┏━━
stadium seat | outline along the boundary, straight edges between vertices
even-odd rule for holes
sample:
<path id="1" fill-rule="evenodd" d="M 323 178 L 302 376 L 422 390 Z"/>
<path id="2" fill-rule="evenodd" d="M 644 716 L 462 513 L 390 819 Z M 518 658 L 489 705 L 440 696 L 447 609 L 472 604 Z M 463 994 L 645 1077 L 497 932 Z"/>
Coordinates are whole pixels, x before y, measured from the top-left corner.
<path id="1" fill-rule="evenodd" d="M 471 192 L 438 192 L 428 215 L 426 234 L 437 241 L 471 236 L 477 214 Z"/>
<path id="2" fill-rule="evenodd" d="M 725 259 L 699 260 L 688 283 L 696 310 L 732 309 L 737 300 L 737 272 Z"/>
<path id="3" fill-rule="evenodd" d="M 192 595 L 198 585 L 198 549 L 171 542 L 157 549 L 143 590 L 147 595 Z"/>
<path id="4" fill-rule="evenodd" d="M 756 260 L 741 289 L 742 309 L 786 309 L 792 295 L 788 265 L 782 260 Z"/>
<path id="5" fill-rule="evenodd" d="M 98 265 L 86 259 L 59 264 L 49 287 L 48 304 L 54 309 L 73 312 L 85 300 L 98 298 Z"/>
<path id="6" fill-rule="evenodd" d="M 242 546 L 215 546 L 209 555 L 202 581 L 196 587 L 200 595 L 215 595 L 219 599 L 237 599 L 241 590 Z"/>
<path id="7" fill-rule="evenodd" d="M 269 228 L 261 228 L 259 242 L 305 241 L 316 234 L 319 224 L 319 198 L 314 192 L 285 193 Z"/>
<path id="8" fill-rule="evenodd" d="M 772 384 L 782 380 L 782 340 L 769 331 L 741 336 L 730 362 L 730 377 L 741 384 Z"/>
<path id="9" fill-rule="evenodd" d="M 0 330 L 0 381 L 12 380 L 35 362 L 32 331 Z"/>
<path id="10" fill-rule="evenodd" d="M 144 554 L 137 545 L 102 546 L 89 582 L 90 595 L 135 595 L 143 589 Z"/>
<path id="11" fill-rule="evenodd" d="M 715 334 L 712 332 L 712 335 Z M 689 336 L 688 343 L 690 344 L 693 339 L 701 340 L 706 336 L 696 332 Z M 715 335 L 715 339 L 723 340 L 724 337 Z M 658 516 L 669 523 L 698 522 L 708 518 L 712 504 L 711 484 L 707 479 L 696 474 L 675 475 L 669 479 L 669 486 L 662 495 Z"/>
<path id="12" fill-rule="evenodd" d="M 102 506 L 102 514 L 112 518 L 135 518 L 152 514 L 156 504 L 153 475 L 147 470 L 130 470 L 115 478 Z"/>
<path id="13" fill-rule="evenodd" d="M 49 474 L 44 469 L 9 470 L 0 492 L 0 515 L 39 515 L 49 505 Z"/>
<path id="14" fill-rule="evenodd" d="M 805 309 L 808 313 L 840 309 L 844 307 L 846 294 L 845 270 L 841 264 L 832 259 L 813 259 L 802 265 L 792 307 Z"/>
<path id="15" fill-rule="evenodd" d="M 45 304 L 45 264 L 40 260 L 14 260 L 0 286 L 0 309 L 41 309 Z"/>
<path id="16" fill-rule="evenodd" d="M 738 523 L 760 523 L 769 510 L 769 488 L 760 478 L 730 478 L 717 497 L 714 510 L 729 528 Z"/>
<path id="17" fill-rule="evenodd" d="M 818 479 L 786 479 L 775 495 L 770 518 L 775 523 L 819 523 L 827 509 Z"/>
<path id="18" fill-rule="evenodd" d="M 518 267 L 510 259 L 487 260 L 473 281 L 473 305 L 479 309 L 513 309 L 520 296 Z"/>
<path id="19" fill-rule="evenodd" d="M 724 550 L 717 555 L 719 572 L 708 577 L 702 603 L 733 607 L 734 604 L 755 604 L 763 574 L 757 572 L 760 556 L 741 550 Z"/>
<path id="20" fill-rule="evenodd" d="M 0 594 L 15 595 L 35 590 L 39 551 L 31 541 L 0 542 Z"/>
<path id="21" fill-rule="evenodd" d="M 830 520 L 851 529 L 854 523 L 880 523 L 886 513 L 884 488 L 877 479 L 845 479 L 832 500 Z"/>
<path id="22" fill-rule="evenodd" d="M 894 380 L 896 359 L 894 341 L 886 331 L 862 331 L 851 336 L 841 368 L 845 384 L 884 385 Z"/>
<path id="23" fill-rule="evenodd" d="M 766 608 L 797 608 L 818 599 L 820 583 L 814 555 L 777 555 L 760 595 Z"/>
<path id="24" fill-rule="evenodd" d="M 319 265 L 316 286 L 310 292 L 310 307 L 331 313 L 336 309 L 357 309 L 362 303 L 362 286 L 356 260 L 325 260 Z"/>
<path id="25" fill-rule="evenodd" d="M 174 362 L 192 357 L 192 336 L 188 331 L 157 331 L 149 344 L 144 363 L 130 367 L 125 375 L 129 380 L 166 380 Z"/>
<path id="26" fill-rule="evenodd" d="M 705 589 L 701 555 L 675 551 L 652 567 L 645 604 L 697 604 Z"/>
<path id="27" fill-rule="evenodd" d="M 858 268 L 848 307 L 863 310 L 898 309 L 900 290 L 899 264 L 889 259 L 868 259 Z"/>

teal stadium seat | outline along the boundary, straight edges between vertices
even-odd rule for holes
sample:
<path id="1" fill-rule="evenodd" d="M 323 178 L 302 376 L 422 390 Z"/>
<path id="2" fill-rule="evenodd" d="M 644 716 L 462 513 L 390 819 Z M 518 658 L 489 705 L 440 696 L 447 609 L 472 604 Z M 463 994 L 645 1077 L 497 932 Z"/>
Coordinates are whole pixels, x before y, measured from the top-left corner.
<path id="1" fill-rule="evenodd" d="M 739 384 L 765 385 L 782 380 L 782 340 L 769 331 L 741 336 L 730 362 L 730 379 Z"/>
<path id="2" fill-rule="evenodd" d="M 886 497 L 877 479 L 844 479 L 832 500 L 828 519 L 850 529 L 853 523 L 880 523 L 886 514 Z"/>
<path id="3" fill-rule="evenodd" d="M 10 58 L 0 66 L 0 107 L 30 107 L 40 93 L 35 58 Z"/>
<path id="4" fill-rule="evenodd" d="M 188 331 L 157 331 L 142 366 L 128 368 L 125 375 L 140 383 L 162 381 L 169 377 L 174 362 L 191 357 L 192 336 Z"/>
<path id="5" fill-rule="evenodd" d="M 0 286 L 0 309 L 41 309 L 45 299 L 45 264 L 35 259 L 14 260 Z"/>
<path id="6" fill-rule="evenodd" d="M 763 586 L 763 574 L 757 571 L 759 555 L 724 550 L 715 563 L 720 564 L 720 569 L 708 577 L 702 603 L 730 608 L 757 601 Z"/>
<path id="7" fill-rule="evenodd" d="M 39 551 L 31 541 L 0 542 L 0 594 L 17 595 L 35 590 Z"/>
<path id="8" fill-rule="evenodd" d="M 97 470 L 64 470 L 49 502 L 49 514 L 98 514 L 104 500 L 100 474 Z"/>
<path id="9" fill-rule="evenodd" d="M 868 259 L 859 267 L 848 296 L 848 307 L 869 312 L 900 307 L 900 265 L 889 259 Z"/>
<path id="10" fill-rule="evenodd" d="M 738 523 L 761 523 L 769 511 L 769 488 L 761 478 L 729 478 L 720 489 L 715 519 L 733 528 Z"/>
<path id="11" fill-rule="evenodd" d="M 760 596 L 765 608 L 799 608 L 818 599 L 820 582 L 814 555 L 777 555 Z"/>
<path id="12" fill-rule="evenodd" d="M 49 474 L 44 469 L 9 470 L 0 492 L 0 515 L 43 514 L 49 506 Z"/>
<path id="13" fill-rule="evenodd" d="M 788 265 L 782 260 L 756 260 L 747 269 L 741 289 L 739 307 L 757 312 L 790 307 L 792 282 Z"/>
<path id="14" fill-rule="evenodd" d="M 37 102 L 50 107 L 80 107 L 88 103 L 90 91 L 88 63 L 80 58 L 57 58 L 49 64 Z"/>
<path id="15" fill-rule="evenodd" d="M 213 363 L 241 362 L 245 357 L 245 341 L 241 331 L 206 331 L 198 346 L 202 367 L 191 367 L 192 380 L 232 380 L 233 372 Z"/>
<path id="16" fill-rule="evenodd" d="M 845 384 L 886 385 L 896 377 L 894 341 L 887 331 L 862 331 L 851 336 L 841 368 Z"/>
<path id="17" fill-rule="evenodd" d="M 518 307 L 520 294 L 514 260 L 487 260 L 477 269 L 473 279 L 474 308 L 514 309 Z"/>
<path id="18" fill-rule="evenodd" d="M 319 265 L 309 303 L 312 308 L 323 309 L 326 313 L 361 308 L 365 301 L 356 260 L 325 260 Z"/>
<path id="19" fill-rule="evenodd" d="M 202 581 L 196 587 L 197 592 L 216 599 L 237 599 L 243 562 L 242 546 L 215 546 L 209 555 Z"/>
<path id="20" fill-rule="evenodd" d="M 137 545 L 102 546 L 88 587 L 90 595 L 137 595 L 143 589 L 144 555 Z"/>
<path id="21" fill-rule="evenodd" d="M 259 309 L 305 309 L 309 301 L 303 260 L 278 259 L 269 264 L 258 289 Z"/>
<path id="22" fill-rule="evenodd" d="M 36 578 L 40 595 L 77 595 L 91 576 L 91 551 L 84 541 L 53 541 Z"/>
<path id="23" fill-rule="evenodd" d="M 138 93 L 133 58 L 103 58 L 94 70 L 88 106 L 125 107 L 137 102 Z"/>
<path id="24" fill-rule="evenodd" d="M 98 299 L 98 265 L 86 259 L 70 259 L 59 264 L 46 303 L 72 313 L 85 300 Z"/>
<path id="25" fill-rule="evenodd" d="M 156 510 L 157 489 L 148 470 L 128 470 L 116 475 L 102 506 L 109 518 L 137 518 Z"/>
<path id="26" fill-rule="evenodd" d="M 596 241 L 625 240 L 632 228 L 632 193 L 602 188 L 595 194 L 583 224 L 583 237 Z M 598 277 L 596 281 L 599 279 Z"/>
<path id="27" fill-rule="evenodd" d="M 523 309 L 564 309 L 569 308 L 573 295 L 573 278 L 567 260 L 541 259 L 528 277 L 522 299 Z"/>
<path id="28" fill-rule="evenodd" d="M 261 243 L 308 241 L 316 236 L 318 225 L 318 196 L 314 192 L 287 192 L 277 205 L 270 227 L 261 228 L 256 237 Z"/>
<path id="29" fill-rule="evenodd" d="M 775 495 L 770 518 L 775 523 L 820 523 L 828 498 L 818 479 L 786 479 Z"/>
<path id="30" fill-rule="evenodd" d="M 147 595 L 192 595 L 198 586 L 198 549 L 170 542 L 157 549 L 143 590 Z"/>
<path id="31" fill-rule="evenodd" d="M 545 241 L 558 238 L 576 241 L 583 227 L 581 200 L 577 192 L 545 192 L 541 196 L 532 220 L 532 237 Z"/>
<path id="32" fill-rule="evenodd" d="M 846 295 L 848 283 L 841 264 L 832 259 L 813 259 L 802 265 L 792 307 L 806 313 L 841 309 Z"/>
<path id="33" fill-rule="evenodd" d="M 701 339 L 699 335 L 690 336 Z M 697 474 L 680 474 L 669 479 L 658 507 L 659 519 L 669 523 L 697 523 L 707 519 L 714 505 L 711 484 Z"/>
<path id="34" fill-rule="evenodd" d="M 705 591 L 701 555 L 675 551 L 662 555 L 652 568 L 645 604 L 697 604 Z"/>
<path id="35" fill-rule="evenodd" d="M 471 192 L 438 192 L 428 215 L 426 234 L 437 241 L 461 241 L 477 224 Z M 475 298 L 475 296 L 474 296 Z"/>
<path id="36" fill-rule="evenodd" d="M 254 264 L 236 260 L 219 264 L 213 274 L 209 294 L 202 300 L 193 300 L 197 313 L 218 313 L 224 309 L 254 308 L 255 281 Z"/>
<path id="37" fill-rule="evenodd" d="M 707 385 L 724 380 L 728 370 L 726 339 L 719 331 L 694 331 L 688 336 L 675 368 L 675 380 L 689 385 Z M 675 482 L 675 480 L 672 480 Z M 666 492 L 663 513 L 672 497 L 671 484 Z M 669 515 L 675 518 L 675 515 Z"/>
┗━━
** Written exercise **
Can you rewrite the material, starting at its first line and ending at the line containing "725 259 L 699", with "stadium seat" changed to "bleacher seat" and everything else left as it is?

** Task output **
bleacher seat | outline along the boundary, straight edges between vertices
even-odd rule for holes
sample:
<path id="1" fill-rule="evenodd" d="M 323 178 L 302 376 L 422 390 Z"/>
<path id="2" fill-rule="evenodd" d="M 644 716 L 462 513 L 390 819 Z M 518 658 L 489 705 L 440 696 L 447 609 L 472 604 Z M 463 994 L 645 1077 L 497 932 Z"/>
Coordinates are whole pixels, x before y, measured from the top-left corner.
<path id="1" fill-rule="evenodd" d="M 471 192 L 438 192 L 428 215 L 426 234 L 437 241 L 471 236 L 477 214 Z"/>
<path id="2" fill-rule="evenodd" d="M 725 259 L 699 260 L 688 283 L 696 310 L 732 309 L 737 300 L 737 272 Z"/>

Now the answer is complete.